_TESTO DA LEGGERE_.

****************

Secondo la prassi amministrativa consolidata, basti pensare alla Risoluzione 26/2010 dell’Agenzia delle Entrate, il beneficio è riconosciuto quando i ticket vengono erogati alla generalità dei dipendenti o a categorie omogenee. L’eccedenza rispetto al limite – nel nuovo scenario, qualunque importo superiore ai 10 euro – resta assoggettata a tassazione come reddito di lavoro.

L’impatto economico reale

Secondo uno studio condotto dalla European House – Ambrosetti in collaborazione con Edenred, il costo stimato per la finanza pubblica dell’innalzamento della soglia oscillerebbe tra 75 e 90 milioni di euro su base annua. Tuttavia, i ritorni economici indotti risulterebbero significativamente superiori. L’incremento dei consumi domestici potrebbe raggiungere i 1,7-1,9 miliardi di euro. Da questo maggior volume di spesa seguirebbe un gettito aggiuntivo di IVA compreso tra 170 e 200 milioni di euro.

Il saldo complessivo, pertanto, risulterebbe positivo per le casse dello Stato. Nei calcoli dei tecnici, il guadagno netto oscillerebbe tra 95 e 110 milioni di euro. Un quadro che trasforma la misura da elemento di costo a vera e propria leva di stimolo al consumo interno in un momento dove i margini di crescita della domanda interna rimangono contenuti.

Consideriamo, infine, una platea non indifferente: attualmente beneficiano dei buoni pasto oltre 3,5 milioni di lavoratori. Nel dettaglio: 2,8 milioni nel settore privato e 700.000 nel comparto pubblico. Il mercato complessivo dei ticket pasto, secondo le stime di settore, oscilla attorno ai 4,5 miliardi di euro.

La digitalizzazione come driver di cambiamento

L’intervento normativo sulle soglie di esenzione non rappresenta un episodio isolato. Rientra in una logica più ampia, quella che punta a incentivare il passaggio progressivo verso strumenti digitali. I buoni pasto in formato elettronico, infatti, presentano caratteristiche che vanno oltre la mera comodità d’uso.

Tracciabilità completa, riduzione dei rischi di utilizzi impropri, semplificazione dei controlli dell’Amministrazione finanziaria: sono questi gli aspetti che rendono il formato digitale preferibile da molteplici punti di vista, sia privatistico che pubblicistico. Un buono pasto cartaceo è per sua natura anonimo e difficilmente controllabile. Un buono elettronico lascia una traccia digitale che consente verifica immediata, matching con i dati dell’esercente, riconciliazione contabile agevole.

****************

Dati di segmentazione
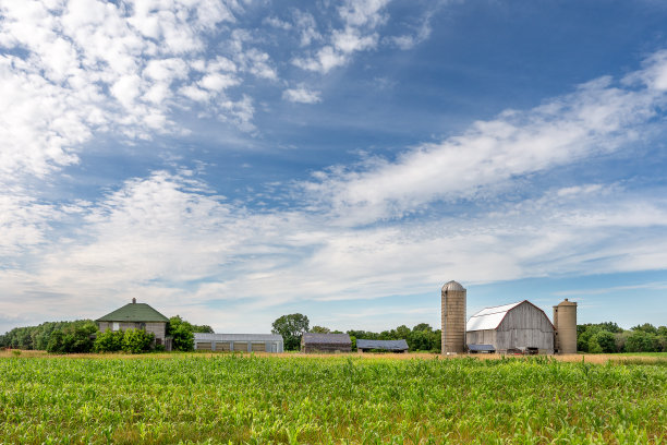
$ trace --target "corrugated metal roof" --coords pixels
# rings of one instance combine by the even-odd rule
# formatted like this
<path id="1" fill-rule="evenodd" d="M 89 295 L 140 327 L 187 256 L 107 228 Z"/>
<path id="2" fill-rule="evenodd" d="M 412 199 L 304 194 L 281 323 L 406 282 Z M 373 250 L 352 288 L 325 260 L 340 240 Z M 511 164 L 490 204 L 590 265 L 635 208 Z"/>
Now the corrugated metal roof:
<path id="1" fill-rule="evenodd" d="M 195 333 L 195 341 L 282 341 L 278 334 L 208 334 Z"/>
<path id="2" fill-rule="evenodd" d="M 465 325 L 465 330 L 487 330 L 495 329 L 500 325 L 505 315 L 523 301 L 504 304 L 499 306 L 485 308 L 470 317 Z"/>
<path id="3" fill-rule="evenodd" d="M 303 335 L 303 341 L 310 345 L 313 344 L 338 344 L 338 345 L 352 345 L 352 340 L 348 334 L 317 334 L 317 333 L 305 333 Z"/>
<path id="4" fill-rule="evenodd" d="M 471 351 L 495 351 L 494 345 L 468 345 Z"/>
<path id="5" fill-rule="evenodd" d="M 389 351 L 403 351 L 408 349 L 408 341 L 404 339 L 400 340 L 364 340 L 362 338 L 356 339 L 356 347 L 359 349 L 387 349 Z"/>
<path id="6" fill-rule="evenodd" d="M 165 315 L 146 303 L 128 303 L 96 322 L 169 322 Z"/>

****************

_DA SVOLGERE_. Nel testo sui buoni pasto, riporta tutto il tratto da "Il saldo complessivo, pertanto, risulterebbe" giù fino a "4,5 miliardi di euro.", chiamando "dipendenti" ciò che vi è indicato come "lavoratori". Le righe costituiscono materiale a sé, separato dal testo sui buoni pasto.

_RISPOSTA AL COMPITO_.
Il saldo complessivo, pertanto, risulterebbe positivo per le casse dello Stato. Nei calcoli dei tecnici, il guadagno netto oscillerebbe tra 95 e 110 milioni di euro. Un quadro che trasforma la misura da elemento di costo a vera e propria leva di stimolo al consumo interno in un momento dove i margini di crescita della domanda interna rimangono contenuti.

Consideriamo, infine, una platea non indifferente: attualmente beneficiano dei buoni pasto oltre 3,5 milioni di dipendenti. Nel dettaglio: 2,8 milioni nel settore privato e 700.000 nel comparto pubblico. Il mercato complessivo dei ticket pasto, secondo le stime di settore, oscilla attorno ai 4,5 miliardi di euro.